- PASSAGE PROVIDED
- - - - -

Pink diamonds sourced by Kunming Diamonds. PHOTO: Tiffany & Co.

Yet a large proportion of the world’s jewels and precious metals come from the poorest parts of the world, so sustainable pieces and transparent supply chains, which have become an important selling point, can be difficult to guarantee and maintain.

A growing number of customers at giant jewellery group Chow Tai Fook, especially those in younger age brackets, ask about sustainable jewellery, says corporate managing director Kent Wong Siu-kee.

“Whenever they purchase products, they will consider whether the product provides an additional kind of value: to reduce carbon emissions and save energy.”

Anisa Kamadoli Costa is Tiffany’s chief sustainability officer. PHOTO: Tiffany & Co.

One of the largest jewellery groups in the world, with more than 4,800 shops globally, Chow Tai Fook is better placed than most to gauge customers’ intentions.

The group formally and publicly launched a sustainability project in 2016 and these days it publishes an extensive online annual sustainability report.

“We follow the strict rules,” Wong says, adding the chain only uses traceable sources, according to United Nations regulations, and also maintains a strict internal tracking system.

The chain launched its T Mark sustainable diamond jewellery brand in 2016, he adds, and today the brand accounts for almost 30 per cent of all Chow Tai Fook diamond sales.

The group’s sustainable jewellery sector is growing by double digits every year.

A piece of jewellery from Chow Tai Fook T Mark sustainable diamond jewellery collection. PHOTO: Chow Tai Fook 

Chow Tai Fook has a solid sustainability business model driven more by a concern for society than by the profit motive, Wong says.

“We are working hard to contribute back to society, for the betterment of the consumer. That is one of the drivers for a further step into what we call sustainable jewellery.”

The group uses mined or so-called natural diamonds rather than lab-grown diamonds, he says.

“We source our rough diamonds from major mining companies and strictly follow the best practice of the industry.”

Harsh Maheshwari, executive director of Hong Kong-based diamond trading company Kunming Diamonds, says diamond mines have generally improved in terms of both environmental sustainability and labour practices in the years since the film Blood Diamond was released in 2006.

- - - - -

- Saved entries
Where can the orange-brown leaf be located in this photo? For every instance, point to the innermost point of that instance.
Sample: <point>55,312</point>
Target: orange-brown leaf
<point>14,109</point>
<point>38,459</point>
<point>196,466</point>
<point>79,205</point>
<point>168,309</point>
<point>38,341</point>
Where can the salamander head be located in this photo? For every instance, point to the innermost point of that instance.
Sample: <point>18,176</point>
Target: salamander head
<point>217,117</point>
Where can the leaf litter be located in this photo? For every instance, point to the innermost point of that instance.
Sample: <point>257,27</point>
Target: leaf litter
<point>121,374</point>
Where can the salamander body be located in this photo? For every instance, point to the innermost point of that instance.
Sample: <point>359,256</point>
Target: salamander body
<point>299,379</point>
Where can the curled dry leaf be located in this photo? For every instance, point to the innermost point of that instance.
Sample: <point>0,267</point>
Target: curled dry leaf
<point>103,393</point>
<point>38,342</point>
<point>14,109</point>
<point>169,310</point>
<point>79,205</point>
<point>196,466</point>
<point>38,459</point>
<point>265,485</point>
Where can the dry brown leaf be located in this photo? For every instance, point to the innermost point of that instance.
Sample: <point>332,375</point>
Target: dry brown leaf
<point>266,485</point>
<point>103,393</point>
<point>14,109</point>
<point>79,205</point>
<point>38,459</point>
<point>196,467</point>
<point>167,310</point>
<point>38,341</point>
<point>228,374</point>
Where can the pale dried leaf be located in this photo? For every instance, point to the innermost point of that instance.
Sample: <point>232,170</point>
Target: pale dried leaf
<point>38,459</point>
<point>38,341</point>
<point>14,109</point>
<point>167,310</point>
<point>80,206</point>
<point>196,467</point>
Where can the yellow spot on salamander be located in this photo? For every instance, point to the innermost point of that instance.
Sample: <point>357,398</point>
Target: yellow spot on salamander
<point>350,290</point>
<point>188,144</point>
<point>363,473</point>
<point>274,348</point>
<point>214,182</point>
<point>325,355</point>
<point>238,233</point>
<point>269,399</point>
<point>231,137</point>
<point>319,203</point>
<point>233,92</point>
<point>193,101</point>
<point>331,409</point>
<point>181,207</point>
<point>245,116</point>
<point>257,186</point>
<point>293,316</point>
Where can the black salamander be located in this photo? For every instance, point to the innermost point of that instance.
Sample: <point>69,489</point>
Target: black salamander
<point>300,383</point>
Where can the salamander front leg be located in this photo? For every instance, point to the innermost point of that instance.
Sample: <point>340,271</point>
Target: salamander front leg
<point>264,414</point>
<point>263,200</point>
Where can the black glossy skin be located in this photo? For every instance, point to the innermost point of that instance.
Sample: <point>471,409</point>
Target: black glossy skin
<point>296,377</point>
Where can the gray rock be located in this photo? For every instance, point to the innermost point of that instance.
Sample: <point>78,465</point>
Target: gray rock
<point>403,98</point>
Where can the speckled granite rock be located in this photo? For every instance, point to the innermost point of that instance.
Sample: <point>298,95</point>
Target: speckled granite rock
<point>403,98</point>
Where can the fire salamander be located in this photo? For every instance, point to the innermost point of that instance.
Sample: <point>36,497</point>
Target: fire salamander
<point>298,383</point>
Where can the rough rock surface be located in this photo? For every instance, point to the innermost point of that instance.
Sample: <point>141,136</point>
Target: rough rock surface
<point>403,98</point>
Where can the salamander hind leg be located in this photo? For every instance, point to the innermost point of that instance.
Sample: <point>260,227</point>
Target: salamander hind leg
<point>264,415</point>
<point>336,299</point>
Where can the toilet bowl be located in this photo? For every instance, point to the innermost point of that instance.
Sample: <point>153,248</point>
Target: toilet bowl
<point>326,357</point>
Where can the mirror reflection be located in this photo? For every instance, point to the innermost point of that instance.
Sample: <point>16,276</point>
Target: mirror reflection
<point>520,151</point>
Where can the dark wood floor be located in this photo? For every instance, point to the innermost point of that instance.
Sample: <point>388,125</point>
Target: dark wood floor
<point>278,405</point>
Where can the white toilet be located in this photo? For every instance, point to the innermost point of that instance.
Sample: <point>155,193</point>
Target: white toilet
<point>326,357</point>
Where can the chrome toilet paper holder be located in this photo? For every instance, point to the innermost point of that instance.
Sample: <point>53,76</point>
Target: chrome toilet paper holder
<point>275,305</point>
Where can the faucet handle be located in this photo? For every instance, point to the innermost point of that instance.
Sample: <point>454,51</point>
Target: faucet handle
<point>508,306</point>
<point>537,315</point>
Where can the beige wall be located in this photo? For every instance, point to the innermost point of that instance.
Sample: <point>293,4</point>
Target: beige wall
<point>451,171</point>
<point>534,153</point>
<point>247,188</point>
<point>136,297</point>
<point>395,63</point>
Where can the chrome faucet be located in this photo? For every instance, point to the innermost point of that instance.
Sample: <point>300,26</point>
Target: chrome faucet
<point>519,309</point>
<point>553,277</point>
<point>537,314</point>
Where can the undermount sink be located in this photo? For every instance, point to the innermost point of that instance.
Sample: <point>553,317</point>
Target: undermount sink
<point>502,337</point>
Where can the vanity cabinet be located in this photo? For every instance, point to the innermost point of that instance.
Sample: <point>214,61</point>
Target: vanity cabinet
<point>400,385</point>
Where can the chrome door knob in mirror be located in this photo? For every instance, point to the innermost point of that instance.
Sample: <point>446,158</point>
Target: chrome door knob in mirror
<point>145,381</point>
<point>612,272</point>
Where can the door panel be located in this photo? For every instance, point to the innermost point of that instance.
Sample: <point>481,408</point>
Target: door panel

- - - - -

- INSTRUCTIONS
(A) According to the passage on sustainable jewelry, what share of Chow Tai Fook's diamond sales comes from its T Mark brand?
(B) Write the next part of the sustainable jewelry passage, starting after its final sentence.

- LIST OF ANSWERS
(A) Almost 30 percent of all Chow Tai Fook diamond sales.

(B)
Starring Leonardo Di Caprio, the film shocked the world with a graphic portrayal of the horrors of diamond mining in a war zone.

Harsh Maheshwari is the executive director of Hong Kong-based diamond trading company Kunming Diamonds. PHOTO: Kunming Diamodns

“I think that over the past ten years, diamond mining companies, small or large, adhere to certain environmental standards,” Maheshwari says, adding these companies follow a trend that has permeated commerce since global warming was first widely recognised as a threat.

Sustainability has become a “buzzword” in many fields, he adds, and jewellery is no exception.

Kunming Diamonds is an audited and certified member of the London-based Responsible Jewellery Council (RJC), Maheshwari says, and it guarantees the diamonds it trades are “conflict-free and they don’t come from Zimbabwe”.

Global organisations such as the RJC, Diamonds Do Good and the World Diamond Council work to ensure standards are met, he says, adding that there is now auditing for many players in the industry, from companies in mining, manufacturing and trading to retailing.

A collection of Tiffany engagement rings. PHOTO: Tiffany & Co.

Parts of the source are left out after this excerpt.